▶ [SUPPLIED PASSAGE]
# # # #
April 18, 2009
One of the advisory services to which I subscribe describes yesterday's
price rise as being an upside breakout. This service agrees with Michael
Ashbaugh's analysis on Tuesday that over the intermediate term, the trend
is still relentlessly higher. It's overbought and ripe for a pullback at
any time, but the advisory service suggests that the overbought condition
may be indicative of the strength of this trend rather than an indication
that the market is apt to turn around. Investor sentiment is dangerously
positive, but the market keeps rising, anyway.
My own interpretation is that most institutional
investors are expecting a pullback and are waiting until then to commit
the greater part of their money. And that suggests that the stock market
will continue to rise even in the face of bad news until the professional
investors give up and climb aboard this bus. Then the market will turn and
correct after most of them no longer have much money to take advantage of
Meanwhile, numerous articles are appearing advising us
to position ourselves for the global turnaround: Five ways to set up your portfolio for a global market recovery.
It may be that investors have convinced themselves that the U. S. economy
isn't going to collapse, that there are fabulous bargains out there for
the patient investor, and that there won't be a better time than now to
hunt for bargains. Even if the market takes years to recover, it looks
like a better bet than other investment vehicles.
I'm speculating that one reason this market keeps
rising is that there's a lot of money on the sidelines, and a lot of
caution about re-investing it after the shellacking that investors have
taken in this grizzly bear of a bear market. That means that there's still
plenty of money left to fuel the market upward.
# # # #
Please copy the stretch of the market commentary from "It may be that" through "the market upward.", swapping "bargains" for "deals".

▶ [Items from a dataset]
# # # #
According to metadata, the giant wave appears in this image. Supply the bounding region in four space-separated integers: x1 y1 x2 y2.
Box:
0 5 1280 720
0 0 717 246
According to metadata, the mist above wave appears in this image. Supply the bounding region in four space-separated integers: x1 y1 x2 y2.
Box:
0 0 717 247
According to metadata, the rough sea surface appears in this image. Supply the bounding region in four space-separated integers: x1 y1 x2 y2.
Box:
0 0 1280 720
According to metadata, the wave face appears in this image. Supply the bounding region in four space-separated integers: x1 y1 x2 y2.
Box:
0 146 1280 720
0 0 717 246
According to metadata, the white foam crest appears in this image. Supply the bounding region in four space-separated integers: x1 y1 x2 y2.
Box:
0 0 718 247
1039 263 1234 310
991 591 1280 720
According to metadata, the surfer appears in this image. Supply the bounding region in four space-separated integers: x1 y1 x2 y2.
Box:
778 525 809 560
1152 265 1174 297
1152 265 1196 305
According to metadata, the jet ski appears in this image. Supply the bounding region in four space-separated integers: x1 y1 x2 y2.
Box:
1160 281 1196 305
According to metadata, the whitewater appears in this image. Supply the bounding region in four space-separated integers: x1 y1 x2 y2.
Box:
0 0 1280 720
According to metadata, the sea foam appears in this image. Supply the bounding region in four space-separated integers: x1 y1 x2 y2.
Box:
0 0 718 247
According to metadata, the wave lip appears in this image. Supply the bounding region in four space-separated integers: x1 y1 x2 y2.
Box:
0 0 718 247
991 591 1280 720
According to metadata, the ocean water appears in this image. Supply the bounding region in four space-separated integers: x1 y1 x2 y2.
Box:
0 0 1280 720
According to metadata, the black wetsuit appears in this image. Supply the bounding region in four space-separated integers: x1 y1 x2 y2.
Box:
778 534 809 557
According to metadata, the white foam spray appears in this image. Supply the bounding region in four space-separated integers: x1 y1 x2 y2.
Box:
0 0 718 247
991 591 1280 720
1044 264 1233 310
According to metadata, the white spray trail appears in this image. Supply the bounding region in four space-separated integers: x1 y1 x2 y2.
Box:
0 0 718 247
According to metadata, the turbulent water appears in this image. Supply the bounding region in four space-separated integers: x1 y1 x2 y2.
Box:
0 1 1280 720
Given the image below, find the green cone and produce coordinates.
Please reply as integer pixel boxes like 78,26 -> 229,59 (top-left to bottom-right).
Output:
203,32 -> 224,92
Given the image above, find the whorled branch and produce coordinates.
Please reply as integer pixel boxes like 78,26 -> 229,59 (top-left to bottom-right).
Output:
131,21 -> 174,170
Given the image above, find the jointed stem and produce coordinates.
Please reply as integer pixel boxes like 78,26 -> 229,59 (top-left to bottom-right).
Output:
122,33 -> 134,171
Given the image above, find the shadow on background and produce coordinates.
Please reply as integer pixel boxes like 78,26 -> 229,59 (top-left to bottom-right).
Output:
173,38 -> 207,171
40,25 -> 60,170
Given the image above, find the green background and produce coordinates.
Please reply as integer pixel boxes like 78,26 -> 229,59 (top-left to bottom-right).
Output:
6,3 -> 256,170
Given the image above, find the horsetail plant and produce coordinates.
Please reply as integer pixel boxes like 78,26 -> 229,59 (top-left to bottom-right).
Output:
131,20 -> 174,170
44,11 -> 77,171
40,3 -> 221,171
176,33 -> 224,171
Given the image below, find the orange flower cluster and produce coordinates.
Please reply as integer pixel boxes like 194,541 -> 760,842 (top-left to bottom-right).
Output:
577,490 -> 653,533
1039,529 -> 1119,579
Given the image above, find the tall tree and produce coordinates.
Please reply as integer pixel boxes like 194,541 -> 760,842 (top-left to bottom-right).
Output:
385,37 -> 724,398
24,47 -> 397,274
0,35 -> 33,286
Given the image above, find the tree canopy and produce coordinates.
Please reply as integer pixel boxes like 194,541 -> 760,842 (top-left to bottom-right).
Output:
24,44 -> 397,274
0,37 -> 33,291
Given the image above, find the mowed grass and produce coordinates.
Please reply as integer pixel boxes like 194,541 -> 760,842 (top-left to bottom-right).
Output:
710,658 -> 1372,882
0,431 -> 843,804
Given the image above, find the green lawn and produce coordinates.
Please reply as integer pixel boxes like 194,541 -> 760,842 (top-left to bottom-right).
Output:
# # # #
▶ [EXERCISE ANSWER]
It may be that investors have convinced themselves that the U. S. economy
isn't going to collapse, that there are fabulous deals out there for
the patient investor, and that there won't be a better time than now to
hunt for deals. Even if the market takes years to recover, it looks
like a better bet than other investment vehicles.
I'm speculating that one reason this market keeps
rising is that there's a lot of money on the sidelines, and a lot of
caution about re-investing it after the shellacking that investors have
taken in this grizzly bear of a bear market. That means that there's still
plenty of money left to fuel the market upward.